» **What you will do**:
Using the material that follows, work out how many lines include the word "indicate". Your answer should be that number only.

» **Materials provided**:
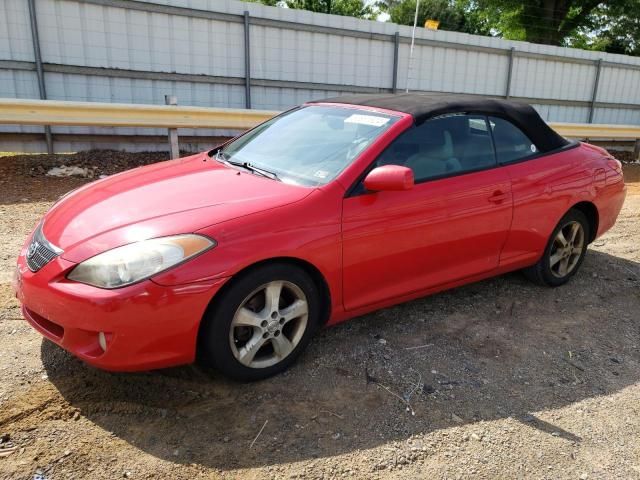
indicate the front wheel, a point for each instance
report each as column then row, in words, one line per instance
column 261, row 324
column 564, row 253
...
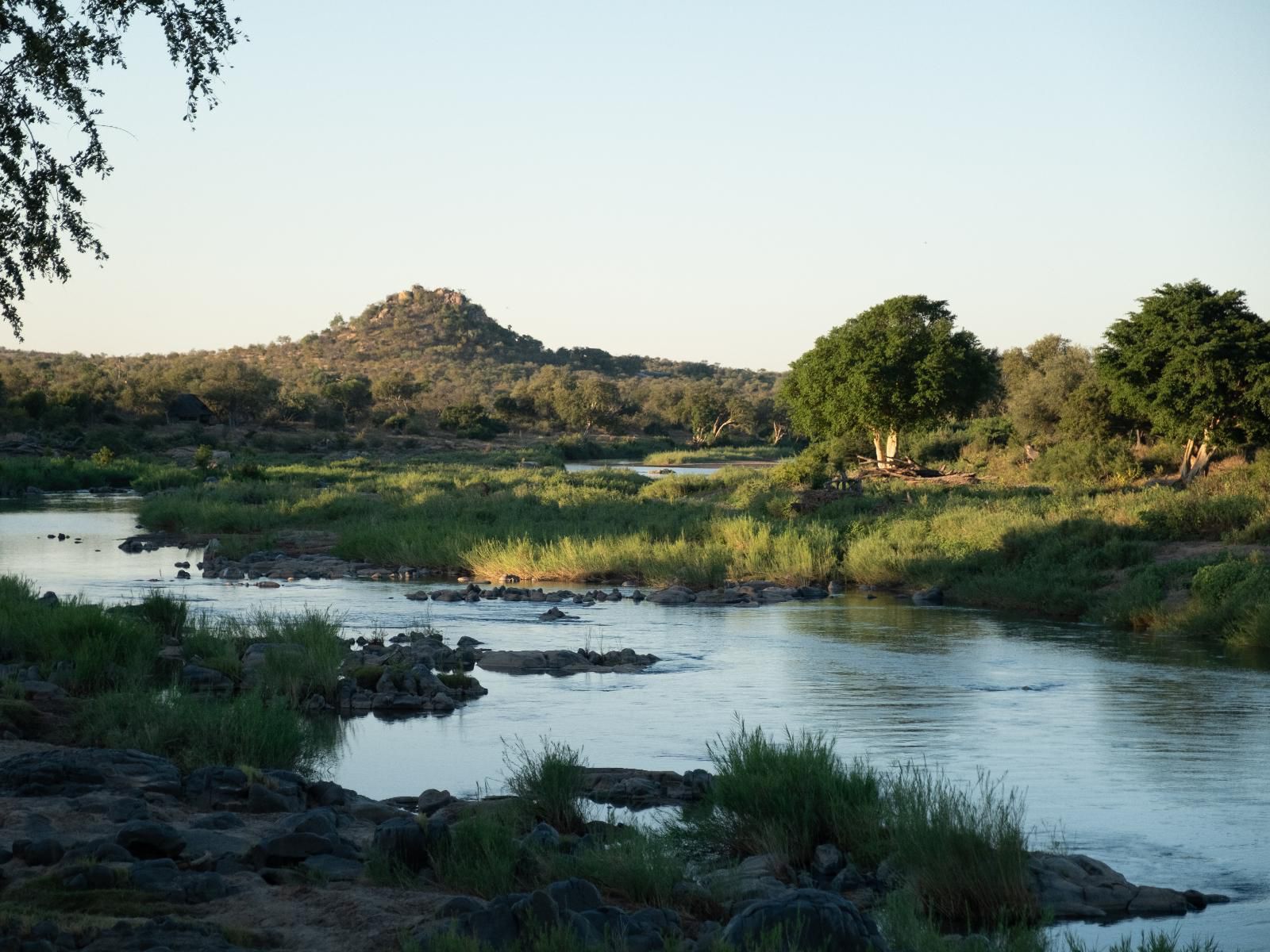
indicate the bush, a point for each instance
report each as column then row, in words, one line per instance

» **Result of the task**:
2